How to Set Up Client Scripting in OpenVPN Access Server

Introduction

OpenVPN Access Server supports client-side scripting, which uses executable scripts with OpenVPN Connect. The Admin Web UI lets you set up a script for user groups in the Admin Web UI. Setting the group as the default group will apply the script for all users. It is also possible to use the command line interface to configure client-side scripting, and this has a granularity down to the user level.

How to set client-side scripts for user groups

OpenVPN Access Server supports the following features for client-side scripting for groups:

  1. Scripts defined for Windows and macOS.
  2. Scripts requiring user or admin-level privileges.
  3. Scripts defined with environmental variables.

To enable client-side scripting:

  1. Sign in to your Admin Web UI.
  2. Click User Management > Group Permissions.
  3. Click the edit icon for More Settings of the group desired.
  4. Click Yes for Use Client Scripting?

You can click on each available link to set variables, values, and scripts.

Script Security

The end-user must approve scripts pushed by the VPN server to the VPN client. The first time the script runs, the end-user must allow it. The end-user can click the checkbox present to remember the answer given, so they don’t need to grant the script permission to run each time.

Scripting languages

OpenVPN Connect supports script execution using locally-installed script interpreters such as cmd.exe or PowerShell on Windows.

  • OpenVPN Connect version 2.x bundled a limited version of Python2 that it can use.
  • OpenVPN Connect version 3.x can support Python scripts on Windows and macOS platforms if you install a Python interpreter separately.

Note: OpenVPN Connect version 2.x installed with an integrated Python2 interpreter. The integrated Python2 interpreter doesn’t include 100% of the standard Python2 library set that would be present with a stock Python install. This saves space in the client installer.

Sample Python Scripts

Launch a URL

#!/usr/bin/env python
# On VPN connection initiation, launch a URL in the default browser.
# Works on all client platforms (Windows, Mac, Linux).
# Environmental Variables:
# LAUNCH_URL -- URL to launch
import os, webbrowser
if os.environ['N_RECONNECTS'] == '0':
webbrowser.open_new(os.environ['LAUNCH_URL'])

Download and install an application on Windows

#!/usr/bin/env python
# Download and install an MSI-based application on Windows. Leave a marker
# file behind, so that we only install the application once per local user.

**EXERCISE REQUIREMENTS:**
According to the client scripting guide, what must be installed for OpenVPN Connect version 3.x to support Python scripts on Windows and macOS? The entries below have no connection to the client scripting guide.

Collected data
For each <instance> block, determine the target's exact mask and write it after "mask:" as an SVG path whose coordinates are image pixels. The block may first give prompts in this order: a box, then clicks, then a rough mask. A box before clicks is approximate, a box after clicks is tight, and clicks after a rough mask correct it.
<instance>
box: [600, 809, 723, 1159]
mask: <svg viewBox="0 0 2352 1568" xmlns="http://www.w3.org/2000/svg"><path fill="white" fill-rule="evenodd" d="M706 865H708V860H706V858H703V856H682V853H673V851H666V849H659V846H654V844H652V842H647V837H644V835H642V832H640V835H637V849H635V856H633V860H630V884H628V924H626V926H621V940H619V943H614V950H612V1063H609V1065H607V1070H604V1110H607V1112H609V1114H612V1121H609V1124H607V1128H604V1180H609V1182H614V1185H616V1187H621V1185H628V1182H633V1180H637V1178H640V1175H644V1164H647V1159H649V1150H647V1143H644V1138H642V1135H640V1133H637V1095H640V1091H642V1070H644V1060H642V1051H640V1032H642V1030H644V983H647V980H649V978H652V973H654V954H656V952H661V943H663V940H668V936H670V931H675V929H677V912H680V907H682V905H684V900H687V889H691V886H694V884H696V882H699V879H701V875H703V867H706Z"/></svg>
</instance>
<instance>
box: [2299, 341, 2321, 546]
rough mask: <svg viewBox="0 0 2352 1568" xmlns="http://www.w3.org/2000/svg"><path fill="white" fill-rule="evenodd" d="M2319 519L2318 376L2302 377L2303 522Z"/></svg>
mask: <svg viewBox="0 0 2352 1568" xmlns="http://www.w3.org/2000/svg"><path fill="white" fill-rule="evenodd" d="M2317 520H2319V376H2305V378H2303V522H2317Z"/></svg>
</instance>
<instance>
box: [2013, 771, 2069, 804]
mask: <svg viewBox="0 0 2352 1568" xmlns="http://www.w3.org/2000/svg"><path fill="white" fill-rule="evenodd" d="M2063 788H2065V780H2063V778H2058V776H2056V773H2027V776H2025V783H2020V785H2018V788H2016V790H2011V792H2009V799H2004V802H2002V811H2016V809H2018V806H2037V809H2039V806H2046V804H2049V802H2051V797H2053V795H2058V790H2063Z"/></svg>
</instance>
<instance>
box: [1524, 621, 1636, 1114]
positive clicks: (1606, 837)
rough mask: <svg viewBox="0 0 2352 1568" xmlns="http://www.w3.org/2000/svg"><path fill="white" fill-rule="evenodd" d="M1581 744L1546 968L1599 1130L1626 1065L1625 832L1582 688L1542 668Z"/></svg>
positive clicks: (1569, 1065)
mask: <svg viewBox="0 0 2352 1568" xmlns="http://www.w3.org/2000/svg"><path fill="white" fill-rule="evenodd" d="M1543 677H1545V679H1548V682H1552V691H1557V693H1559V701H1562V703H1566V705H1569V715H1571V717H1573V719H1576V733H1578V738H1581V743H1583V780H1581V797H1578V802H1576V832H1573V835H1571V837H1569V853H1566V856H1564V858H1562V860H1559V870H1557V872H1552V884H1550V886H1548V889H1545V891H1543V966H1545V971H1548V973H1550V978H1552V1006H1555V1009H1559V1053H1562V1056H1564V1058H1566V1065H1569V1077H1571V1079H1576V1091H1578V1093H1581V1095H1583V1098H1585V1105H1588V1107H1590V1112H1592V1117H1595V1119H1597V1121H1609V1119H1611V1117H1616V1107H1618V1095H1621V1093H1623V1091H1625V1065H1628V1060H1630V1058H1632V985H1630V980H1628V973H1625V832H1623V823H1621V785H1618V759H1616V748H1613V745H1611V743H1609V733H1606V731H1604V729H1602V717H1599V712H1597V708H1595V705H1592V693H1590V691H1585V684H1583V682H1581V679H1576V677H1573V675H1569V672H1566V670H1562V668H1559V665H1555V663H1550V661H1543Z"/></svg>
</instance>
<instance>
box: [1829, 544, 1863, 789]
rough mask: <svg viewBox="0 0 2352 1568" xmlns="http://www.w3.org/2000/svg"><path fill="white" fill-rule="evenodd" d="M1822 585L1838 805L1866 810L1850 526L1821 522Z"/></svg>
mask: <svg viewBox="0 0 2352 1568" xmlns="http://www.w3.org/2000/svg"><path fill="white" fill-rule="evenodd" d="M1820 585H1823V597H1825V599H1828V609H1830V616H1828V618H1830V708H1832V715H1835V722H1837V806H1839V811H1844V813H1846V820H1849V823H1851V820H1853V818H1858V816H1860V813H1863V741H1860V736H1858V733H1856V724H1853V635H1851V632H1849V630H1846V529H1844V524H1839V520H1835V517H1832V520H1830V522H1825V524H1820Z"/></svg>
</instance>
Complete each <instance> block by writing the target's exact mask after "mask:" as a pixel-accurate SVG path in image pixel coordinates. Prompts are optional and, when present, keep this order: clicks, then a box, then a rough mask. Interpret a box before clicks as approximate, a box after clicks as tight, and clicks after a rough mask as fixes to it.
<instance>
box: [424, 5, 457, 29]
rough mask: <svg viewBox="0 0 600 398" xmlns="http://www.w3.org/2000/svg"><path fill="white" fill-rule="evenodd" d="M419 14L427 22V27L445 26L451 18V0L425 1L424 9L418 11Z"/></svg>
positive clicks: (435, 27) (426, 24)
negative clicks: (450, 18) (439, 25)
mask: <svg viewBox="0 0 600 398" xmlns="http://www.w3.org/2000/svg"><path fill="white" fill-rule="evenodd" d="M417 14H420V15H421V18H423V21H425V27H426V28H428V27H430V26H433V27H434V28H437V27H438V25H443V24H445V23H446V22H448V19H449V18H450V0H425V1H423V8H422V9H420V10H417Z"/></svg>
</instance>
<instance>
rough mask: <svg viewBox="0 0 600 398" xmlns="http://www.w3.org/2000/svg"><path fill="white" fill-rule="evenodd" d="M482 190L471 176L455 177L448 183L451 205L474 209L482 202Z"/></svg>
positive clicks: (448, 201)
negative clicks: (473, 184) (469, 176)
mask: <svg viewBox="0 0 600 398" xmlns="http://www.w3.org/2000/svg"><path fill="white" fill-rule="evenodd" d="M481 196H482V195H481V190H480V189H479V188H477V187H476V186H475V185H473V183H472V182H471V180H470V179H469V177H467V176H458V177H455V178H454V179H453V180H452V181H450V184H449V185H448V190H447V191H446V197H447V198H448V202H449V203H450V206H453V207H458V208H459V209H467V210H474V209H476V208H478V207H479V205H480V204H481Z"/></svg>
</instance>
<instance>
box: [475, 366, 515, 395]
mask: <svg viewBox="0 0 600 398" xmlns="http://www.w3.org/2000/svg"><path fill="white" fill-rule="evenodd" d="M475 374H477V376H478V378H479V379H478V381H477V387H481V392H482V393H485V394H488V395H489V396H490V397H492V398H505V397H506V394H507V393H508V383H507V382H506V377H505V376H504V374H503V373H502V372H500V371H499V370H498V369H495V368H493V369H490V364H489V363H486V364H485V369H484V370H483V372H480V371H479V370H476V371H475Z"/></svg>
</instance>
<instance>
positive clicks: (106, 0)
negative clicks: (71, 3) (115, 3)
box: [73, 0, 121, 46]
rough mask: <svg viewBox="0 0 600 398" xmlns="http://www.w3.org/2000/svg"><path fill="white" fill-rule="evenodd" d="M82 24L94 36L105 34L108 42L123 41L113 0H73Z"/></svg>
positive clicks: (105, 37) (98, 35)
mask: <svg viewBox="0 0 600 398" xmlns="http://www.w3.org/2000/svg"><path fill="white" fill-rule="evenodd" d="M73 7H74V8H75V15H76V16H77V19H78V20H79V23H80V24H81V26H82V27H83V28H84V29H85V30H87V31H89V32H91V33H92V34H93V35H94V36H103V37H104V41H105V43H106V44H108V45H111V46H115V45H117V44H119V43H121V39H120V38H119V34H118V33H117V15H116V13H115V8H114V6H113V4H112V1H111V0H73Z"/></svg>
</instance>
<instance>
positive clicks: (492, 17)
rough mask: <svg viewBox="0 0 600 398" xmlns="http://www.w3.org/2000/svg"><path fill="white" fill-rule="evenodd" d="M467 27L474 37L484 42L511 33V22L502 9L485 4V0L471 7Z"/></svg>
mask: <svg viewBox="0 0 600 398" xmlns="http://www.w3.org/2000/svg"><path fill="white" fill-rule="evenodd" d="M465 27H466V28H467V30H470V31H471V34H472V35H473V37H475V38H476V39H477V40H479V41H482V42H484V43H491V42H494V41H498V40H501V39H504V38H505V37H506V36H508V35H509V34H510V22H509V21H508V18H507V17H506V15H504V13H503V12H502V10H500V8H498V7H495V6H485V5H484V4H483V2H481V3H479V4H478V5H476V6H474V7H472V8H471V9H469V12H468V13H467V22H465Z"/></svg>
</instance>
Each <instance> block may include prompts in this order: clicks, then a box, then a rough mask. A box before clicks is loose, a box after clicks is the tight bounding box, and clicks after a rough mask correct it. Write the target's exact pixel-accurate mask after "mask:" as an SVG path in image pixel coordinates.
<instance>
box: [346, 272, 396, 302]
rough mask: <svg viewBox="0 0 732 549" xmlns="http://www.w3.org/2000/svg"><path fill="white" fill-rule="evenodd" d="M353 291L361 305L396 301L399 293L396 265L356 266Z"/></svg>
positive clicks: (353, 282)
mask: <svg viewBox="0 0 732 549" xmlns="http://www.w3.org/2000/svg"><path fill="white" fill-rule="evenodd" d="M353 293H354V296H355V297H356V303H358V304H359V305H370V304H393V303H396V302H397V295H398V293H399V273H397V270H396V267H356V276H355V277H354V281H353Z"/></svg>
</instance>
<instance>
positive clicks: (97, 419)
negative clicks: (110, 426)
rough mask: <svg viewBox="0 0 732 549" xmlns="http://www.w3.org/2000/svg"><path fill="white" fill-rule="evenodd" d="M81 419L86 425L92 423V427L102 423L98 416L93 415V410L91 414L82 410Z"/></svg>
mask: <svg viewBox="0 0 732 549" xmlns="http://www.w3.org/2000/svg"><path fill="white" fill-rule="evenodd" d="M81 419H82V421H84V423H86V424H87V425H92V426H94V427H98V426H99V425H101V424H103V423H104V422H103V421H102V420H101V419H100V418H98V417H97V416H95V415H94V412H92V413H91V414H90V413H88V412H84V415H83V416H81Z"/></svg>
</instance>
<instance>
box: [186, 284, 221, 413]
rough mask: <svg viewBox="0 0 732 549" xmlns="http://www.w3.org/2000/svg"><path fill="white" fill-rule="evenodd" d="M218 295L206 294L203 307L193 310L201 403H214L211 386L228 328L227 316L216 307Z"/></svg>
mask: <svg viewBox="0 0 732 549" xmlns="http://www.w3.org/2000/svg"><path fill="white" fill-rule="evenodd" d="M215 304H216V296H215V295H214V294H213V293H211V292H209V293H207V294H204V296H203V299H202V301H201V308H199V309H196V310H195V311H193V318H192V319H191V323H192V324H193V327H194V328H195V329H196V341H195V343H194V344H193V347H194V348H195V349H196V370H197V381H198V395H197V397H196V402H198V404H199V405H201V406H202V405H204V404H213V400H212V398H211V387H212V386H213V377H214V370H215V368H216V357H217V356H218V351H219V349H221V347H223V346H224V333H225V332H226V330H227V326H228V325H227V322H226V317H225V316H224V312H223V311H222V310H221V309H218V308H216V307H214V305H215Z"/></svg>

**RESPONSE TO THIS TASK:**
A separately installed Python interpreter.